Ejercicio propuesto – Prosigue el ensayo sobre Kirchner y su memoria política a partir de la última oración del fragmento citado.

Fragmento citado –
---*---
La Argentina, país conectado a la muerte y a los muertos por un vínculo casi tanático, tiende a mejorarlos, a posar sobre ellos un manto de olvido sobre sus errores y falencias cuando es por ellas que debe ser juzgado un político. El legislador, para usar un término caro a la filosofía política, no puede ser pensado sólo  como un individuo común al cual se lo juzga por lo mejor que ha hecho. El legislador, aquel que toma decisiones sobre la vida cotidiana de sus conciudadanos debe ser pensado también por lo que no atinó a dar, por lo que no supo o no quiso conseguir. Kirchner se movió en esa ambivalencia, leyó como ningún otro el escenario político en el que le tocó asumir y, comprobando que no había margen para otra cosa, inició una reconstrucción del Estado y la vida política que la Argentina necesitaba desde hacía años. Utilizó para eso, en demasiadas ocasiones, formas discursivas, aliados y conductas institucionales que no siempre se condijeron con las reformas que encaró. Puede argumentarse a su favor que la real politik, no la de los libros y las buenas intenciones, sino la otra, la de la calle y la rosca, es un elemento ineludible de cualquier forma de gestión y gobierno, aún más en un país que nunca pudo abandonar del todo la forma caudillista del reparto del poder. Él lo intentó, no obstante, pareciera que en algún momento, no ya de su gobierno sino de todo el proyecto que encabezaba, desistió de la idea.

*

Lo peor que puede ocurrirle a su memoria es que se lo utilice desde el más allá como ariete metafísico para movilizar a sus miles y miles de seguidores. Algo de eso hubo en su velorio y muy probablemente siga habiendo en el futuro en torno a su memoria, una suerte de carácter catequístico que lo coloque desde el transmundo como guía, cuyo rostro está en el de todos los jóvenes y camina allí donde caminan los necesitados. Pura poesía política que flaco favor le hará al hombre de carne y hueso, al militante que hizo lo suyo según sus convicciones o su conveniencia.
---*---
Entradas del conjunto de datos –
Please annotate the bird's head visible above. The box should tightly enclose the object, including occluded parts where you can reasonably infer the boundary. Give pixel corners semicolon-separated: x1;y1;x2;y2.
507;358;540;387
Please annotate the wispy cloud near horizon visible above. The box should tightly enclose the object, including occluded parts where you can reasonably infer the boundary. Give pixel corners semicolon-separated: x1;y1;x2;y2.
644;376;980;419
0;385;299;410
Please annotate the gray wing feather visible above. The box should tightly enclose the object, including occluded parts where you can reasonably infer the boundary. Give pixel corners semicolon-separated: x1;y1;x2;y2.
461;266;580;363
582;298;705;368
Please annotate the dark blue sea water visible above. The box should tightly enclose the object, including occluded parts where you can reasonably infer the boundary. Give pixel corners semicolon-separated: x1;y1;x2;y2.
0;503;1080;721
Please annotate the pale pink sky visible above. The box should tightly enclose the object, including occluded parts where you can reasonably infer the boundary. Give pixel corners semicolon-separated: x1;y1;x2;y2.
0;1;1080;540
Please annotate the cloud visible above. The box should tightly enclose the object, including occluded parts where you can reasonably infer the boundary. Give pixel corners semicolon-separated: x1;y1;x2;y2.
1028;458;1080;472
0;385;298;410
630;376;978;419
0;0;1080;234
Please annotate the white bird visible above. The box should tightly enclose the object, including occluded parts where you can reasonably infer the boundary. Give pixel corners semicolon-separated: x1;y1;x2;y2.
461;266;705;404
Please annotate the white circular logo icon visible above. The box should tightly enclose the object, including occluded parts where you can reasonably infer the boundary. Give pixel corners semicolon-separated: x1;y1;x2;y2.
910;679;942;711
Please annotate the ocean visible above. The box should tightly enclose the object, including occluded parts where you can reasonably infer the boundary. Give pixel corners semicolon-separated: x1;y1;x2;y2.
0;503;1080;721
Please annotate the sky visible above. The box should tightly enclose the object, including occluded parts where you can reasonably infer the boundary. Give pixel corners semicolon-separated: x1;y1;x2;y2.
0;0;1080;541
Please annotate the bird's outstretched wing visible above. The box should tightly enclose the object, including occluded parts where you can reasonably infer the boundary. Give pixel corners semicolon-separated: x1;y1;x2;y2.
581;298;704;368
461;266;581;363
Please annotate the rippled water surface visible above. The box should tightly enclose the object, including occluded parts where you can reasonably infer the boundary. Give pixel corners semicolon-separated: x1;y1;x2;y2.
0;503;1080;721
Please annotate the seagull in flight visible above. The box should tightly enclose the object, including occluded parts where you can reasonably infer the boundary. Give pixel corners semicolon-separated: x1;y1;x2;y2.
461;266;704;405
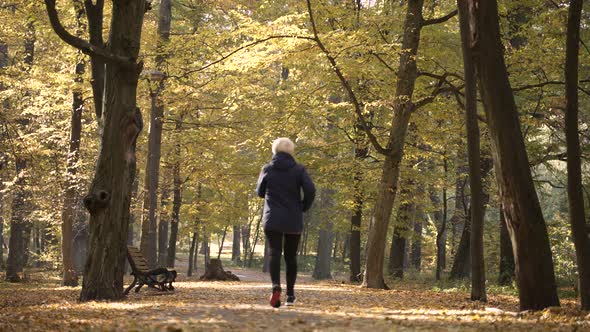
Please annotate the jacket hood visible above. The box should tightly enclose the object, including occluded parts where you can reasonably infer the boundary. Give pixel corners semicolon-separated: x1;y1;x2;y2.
269;152;297;170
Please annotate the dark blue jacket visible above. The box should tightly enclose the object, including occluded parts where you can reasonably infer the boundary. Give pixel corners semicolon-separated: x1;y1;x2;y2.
256;152;315;234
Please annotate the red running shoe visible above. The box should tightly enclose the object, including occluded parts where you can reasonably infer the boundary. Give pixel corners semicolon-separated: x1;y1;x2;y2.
270;287;281;308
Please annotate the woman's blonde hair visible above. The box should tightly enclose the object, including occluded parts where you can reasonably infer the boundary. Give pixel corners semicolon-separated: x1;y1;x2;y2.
272;137;295;155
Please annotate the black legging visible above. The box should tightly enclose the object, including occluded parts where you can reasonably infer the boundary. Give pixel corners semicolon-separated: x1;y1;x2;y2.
264;230;301;296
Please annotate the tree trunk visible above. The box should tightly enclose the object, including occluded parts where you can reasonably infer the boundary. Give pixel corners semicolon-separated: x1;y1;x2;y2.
0;41;10;269
61;37;86;287
498;207;514;285
349;171;363;282
0;213;5;271
217;226;227;259
141;0;172;268
157;183;170;266
387;213;412;279
76;0;145;301
186;232;199;277
468;0;559;310
312;188;334;280
166;144;182;267
449;211;471;280
5;21;35;282
457;0;487;302
363;0;424;288
565;0;590;310
84;0;105;120
410;211;422;271
430;180;447;280
231;225;242;264
5;157;31;282
203;234;211;269
248;209;266;267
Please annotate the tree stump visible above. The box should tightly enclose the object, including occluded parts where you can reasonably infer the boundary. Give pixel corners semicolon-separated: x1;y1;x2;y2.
199;258;240;281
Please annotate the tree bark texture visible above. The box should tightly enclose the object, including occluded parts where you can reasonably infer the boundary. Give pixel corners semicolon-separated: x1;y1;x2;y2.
5;21;36;282
348;118;369;282
410;211;423;271
388;201;415;279
457;0;487;302
0;41;5;269
141;0;172;268
166;147;182;267
231;225;242;264
429;188;447;280
80;0;146;301
363;0;424;288
186;232;199;277
61;53;86;286
468;0;559;310
312;187;334;280
565;0;590;310
498;207;514;285
157;183;170;266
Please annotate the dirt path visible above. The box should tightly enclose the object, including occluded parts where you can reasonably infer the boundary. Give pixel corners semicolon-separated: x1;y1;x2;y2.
0;269;590;331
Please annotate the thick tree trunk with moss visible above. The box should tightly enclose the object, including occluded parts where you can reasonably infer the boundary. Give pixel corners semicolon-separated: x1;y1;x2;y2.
457;0;487;301
363;0;424;288
75;0;146;301
565;0;590;310
468;0;559;310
---*---
Respuesta –
*

Hay que pensar también en el rol de la oposición que se vio sorprendida, una vez más por el kirchnerismo que hasta en la muerte de su líder acierta en sorprender y descolocar. Muchos, como es de esperar,  acercaron sus condolencias para la foto. Otros prefirieron evitar la exposición ante una multitud que, exaltada, bien podría haber puesto en riesgo el normal desenvolvimiento de la despedida al notar su presencia. Ahora bien, la militancia debería entender que la despedida del adversario político no es per se un acto de hipocresía, porque no sólo se despedía a una persona, o a un militante o a un político con el cual se pudo haber estado o no de acuerdo, detestado o amado. Eran los funerales de un ex jefe de Estado y como tal el respeto brindado es el respeto brindado al pueblo que le toco gobernar, un pueblo que es mayor a la suma de sus partes, por dolidas que se encuentren.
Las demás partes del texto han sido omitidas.